[Dataset entries]
········

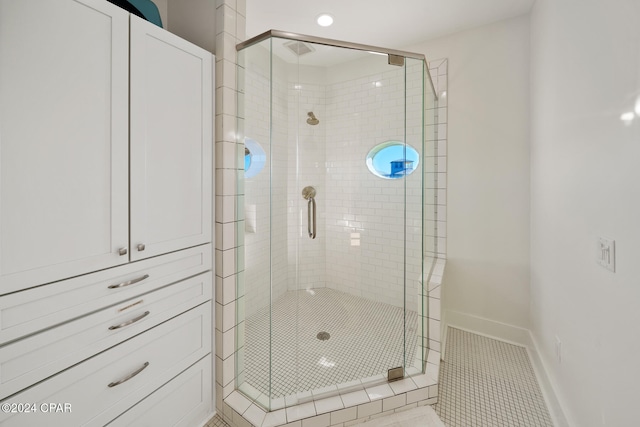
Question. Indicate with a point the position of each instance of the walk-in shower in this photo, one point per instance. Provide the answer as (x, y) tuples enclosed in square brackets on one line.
[(331, 248)]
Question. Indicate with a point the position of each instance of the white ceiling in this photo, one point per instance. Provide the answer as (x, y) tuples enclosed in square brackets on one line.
[(394, 24)]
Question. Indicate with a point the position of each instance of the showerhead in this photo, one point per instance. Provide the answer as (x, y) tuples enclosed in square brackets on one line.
[(312, 120)]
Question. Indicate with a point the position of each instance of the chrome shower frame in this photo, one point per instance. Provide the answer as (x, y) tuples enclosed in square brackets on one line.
[(335, 43)]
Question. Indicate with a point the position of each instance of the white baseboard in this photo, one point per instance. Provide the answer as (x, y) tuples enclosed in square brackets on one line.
[(513, 335)]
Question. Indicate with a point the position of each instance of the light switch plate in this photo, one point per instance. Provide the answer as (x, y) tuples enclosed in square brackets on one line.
[(606, 253)]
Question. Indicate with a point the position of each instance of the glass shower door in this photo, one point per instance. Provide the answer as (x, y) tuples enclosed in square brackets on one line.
[(350, 252)]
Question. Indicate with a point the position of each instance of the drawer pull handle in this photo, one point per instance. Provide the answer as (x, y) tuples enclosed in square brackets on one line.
[(128, 377), (129, 322), (129, 282)]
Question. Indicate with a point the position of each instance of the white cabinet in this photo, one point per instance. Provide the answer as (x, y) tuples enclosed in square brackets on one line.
[(63, 139), (72, 180), (171, 139)]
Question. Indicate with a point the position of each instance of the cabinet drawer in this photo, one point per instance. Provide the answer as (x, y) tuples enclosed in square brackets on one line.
[(99, 389), (29, 311), (185, 401), (39, 356)]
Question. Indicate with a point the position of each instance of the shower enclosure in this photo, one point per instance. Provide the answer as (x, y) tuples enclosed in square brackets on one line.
[(338, 165)]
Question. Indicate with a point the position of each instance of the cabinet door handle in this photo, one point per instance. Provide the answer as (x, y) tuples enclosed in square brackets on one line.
[(128, 377), (128, 282), (129, 322)]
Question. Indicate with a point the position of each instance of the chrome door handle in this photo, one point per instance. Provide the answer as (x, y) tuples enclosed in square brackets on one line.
[(128, 282), (128, 377), (311, 206), (129, 322), (309, 193)]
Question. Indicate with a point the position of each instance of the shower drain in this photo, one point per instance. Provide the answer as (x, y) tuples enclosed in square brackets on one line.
[(323, 336)]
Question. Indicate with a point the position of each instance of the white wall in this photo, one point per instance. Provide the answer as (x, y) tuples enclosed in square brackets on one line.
[(488, 170), (585, 183)]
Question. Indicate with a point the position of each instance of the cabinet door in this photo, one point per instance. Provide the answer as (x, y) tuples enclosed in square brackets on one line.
[(63, 139), (171, 141)]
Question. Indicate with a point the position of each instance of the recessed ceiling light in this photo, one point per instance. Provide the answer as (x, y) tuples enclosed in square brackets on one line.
[(324, 20)]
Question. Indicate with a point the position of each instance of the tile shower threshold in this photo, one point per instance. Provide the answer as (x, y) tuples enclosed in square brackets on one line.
[(360, 399)]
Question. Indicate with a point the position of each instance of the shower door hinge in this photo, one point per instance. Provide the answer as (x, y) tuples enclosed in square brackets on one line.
[(395, 374), (395, 60)]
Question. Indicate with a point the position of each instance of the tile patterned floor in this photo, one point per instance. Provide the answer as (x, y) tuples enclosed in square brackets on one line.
[(216, 421), (485, 382), (366, 339)]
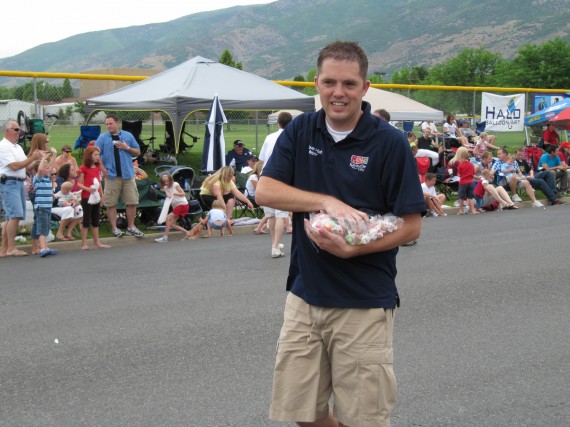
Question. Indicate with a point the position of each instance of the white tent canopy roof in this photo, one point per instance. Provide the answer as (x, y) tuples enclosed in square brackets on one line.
[(400, 107), (191, 86)]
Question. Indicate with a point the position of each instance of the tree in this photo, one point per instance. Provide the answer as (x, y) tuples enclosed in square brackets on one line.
[(226, 58), (471, 67), (541, 66)]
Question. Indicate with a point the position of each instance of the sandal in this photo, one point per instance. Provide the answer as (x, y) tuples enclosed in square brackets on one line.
[(17, 253)]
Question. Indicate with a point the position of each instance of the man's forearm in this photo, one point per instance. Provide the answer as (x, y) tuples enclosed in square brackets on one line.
[(273, 193)]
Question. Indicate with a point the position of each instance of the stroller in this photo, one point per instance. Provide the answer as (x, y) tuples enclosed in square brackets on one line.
[(29, 127)]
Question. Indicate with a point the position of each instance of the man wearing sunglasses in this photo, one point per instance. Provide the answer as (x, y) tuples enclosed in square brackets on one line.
[(66, 157), (13, 163)]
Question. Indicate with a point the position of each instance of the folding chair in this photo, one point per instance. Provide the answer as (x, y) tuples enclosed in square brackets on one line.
[(88, 133), (408, 125), (168, 147)]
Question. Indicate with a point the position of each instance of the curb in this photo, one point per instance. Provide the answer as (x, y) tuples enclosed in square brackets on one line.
[(176, 235)]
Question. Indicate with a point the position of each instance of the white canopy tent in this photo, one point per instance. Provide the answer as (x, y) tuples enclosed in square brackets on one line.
[(191, 86), (399, 106)]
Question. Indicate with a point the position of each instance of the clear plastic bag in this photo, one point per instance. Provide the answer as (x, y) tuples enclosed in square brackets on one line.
[(359, 233)]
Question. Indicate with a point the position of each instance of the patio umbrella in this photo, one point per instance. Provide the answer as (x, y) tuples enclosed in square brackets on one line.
[(214, 154)]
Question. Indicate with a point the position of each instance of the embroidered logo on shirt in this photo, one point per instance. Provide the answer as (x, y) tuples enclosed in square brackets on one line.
[(358, 162), (314, 151)]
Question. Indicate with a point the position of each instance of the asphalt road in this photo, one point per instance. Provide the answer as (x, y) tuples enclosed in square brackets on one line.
[(183, 334)]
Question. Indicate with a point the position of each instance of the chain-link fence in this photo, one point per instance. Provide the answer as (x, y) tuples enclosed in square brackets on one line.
[(60, 103)]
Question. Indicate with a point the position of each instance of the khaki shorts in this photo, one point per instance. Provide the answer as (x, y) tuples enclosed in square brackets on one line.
[(354, 344), (124, 189), (270, 212)]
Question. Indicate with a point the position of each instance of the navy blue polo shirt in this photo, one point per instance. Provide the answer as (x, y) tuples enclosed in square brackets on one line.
[(373, 170)]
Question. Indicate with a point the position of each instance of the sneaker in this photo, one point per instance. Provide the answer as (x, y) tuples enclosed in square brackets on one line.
[(44, 252), (135, 232), (276, 253)]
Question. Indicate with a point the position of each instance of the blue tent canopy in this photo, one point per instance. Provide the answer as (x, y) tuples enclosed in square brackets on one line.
[(541, 117)]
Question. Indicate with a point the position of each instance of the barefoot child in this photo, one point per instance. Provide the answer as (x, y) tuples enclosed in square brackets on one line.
[(178, 202), (215, 219), (43, 200), (465, 170), (434, 201), (90, 171)]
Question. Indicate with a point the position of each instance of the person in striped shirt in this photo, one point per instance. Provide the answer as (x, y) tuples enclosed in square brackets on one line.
[(43, 186)]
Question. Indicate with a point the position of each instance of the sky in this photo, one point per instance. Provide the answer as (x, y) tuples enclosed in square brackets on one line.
[(42, 21)]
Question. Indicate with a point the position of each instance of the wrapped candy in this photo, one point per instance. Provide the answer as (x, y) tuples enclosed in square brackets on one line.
[(361, 233)]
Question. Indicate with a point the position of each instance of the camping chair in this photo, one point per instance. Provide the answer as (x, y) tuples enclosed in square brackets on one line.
[(135, 128), (532, 155), (168, 147), (87, 134), (408, 125)]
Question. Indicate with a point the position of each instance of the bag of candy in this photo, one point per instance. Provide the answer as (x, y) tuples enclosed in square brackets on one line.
[(359, 233)]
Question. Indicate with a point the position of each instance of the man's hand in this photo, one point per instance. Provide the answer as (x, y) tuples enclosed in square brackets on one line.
[(328, 241), (343, 213)]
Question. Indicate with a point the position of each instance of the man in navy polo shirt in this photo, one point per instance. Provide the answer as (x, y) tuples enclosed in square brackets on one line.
[(336, 337)]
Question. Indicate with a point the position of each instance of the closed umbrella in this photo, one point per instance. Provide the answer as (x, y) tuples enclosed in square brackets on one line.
[(214, 156)]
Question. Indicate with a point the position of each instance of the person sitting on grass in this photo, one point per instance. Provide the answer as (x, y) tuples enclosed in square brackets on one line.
[(465, 171), (216, 219), (221, 186), (543, 181), (486, 194), (514, 179)]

········

BRIEF: The answer should consist only of the lines from the one with "bag of candy" to the final line of the records above, retyped word for word.

THE COMPLETED TASK:
Question. Indicate with a point the position of each instance of the bag of candy in this photo, one point per instance. Provide the answer as (x, y) tuples enclosed in square brackets on one line.
[(359, 233)]
Question. Indicate with a point the position of each instance of the man's hand in this photo, one point per instance. Provide the answer as (x, y) tuples enclosed in square brackets on one line.
[(328, 241), (343, 213)]
Question. Indicate with a point the position of each instance of the man in navy polo shirt in this photo, one point per instance. Provide the answer as (x, y) tuples enclosed in square brackets on one line.
[(336, 337)]
Question. Indicate with a point the position of each instance of the closed umbrella in this photo, one point per instance. Provide the answer as (x, y) tuples enclosed in square brackets on one line.
[(214, 156)]
Question. Indicate with a point the position of each instance of the person sitting on grass in this photo, one point per instance. Provide the answer as (x, y) tuples enclosed in square brackets on one line.
[(465, 171), (216, 219), (221, 186), (543, 181), (486, 194), (514, 179)]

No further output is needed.